> [What is required]:
The records that follow are to be reproduced verbatim.

Top of The data

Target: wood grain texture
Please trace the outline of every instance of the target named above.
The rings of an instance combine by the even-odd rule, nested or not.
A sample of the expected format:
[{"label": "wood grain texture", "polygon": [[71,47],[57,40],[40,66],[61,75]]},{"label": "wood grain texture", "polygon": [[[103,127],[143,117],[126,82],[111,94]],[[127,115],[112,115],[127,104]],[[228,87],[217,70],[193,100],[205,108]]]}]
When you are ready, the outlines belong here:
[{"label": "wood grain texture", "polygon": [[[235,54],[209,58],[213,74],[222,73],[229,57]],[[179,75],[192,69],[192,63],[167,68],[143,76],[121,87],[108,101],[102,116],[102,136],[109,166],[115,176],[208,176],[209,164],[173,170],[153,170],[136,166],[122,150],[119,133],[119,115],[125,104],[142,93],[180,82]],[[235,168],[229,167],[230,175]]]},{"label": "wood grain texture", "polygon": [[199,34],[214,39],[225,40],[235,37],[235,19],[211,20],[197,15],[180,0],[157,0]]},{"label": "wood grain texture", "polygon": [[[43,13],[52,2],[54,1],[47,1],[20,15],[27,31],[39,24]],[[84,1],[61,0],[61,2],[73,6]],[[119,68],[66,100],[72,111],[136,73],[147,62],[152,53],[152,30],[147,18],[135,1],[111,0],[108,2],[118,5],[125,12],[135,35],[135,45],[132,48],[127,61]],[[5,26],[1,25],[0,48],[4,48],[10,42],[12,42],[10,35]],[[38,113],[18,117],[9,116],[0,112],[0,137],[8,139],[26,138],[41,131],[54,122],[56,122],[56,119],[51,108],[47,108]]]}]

Bottom of The data

> [Final answer]:
Target: wood grain texture
Please trace the outline of every instance of the target named above.
The rings of an instance combine by the even-odd rule, nested or not.
A sample of the expected format:
[{"label": "wood grain texture", "polygon": [[71,47],[57,40],[40,66],[61,75]]},{"label": "wood grain texture", "polygon": [[[103,127],[143,117],[126,82],[111,94]],[[127,115],[112,115],[127,104]],[[228,87],[217,70],[193,100],[205,108]]]}]
When you are ready, the outlines belong here:
[{"label": "wood grain texture", "polygon": [[[235,54],[209,58],[213,74],[222,73],[229,57]],[[179,75],[192,69],[192,63],[167,68],[143,76],[121,87],[108,101],[102,116],[102,136],[109,166],[115,176],[208,176],[209,164],[173,170],[153,170],[136,166],[122,150],[119,133],[119,115],[125,104],[142,93],[180,82]],[[235,168],[229,167],[230,175]]]},{"label": "wood grain texture", "polygon": [[199,34],[214,39],[225,40],[235,37],[235,19],[211,20],[197,15],[180,0],[157,0]]},{"label": "wood grain texture", "polygon": [[[43,13],[52,2],[54,1],[47,1],[20,15],[27,31],[39,24]],[[84,1],[61,0],[61,2],[73,6]],[[119,68],[66,100],[72,111],[136,73],[147,62],[152,53],[152,30],[147,18],[135,1],[111,0],[108,2],[118,5],[125,12],[135,35],[135,45],[132,48],[127,61]],[[5,26],[1,25],[0,48],[4,48],[10,42],[12,42],[10,35]],[[38,113],[18,117],[9,116],[0,112],[0,137],[8,139],[26,138],[41,131],[54,122],[56,122],[56,119],[51,108],[47,108]]]}]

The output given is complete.